Data provided:

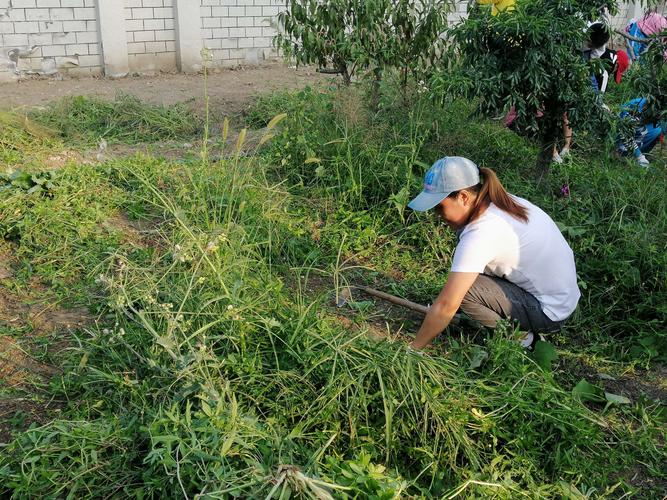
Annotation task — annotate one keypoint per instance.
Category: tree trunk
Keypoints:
(375, 89)
(544, 159)
(551, 127)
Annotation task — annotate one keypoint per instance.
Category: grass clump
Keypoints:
(126, 119)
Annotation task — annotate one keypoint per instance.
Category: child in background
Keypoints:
(645, 136)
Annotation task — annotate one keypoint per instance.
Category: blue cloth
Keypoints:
(635, 49)
(645, 136)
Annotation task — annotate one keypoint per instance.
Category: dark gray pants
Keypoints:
(491, 299)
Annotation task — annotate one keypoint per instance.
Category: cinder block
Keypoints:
(15, 40)
(229, 43)
(136, 48)
(40, 39)
(64, 38)
(53, 50)
(262, 22)
(62, 14)
(245, 43)
(144, 36)
(165, 35)
(26, 27)
(142, 13)
(270, 11)
(77, 48)
(84, 13)
(211, 22)
(155, 47)
(134, 24)
(212, 44)
(37, 15)
(87, 37)
(164, 12)
(74, 25)
(221, 55)
(154, 24)
(48, 3)
(90, 60)
(16, 15)
(21, 4)
(263, 42)
(50, 26)
(221, 33)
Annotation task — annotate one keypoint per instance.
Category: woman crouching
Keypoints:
(511, 262)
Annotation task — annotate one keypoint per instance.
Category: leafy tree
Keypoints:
(650, 81)
(530, 57)
(343, 36)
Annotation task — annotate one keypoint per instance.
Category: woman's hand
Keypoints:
(444, 308)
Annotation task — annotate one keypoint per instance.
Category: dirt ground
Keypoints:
(228, 89)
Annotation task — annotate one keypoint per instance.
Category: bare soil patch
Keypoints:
(229, 90)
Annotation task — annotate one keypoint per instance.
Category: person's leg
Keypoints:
(650, 138)
(491, 299)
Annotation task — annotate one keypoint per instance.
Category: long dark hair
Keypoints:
(490, 190)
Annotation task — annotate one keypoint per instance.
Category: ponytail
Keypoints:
(490, 190)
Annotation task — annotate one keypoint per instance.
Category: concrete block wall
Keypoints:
(116, 37)
(49, 37)
(151, 35)
(239, 31)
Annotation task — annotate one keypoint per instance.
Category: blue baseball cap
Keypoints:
(447, 175)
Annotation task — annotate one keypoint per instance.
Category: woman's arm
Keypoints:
(444, 308)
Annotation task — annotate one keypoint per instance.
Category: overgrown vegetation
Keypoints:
(125, 119)
(213, 370)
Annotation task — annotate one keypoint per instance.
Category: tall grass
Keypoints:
(211, 374)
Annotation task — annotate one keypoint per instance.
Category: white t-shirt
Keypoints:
(532, 255)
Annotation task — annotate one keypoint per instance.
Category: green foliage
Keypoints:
(529, 58)
(126, 119)
(214, 371)
(31, 183)
(650, 81)
(352, 35)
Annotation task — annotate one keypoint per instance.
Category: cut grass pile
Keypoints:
(210, 373)
(127, 119)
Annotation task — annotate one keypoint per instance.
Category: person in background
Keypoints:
(651, 24)
(510, 263)
(644, 137)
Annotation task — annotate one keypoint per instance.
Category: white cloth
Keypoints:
(532, 255)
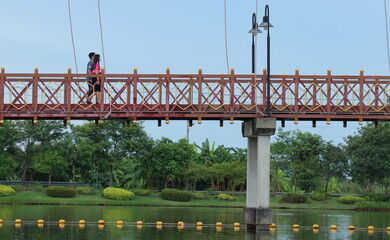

Problem: Which lines in the records above contain the string "blue"? Pull out each one in full, treating uppercase and lowercase as different.

Completed task:
Category: blue cloth
Category: blue baseball cap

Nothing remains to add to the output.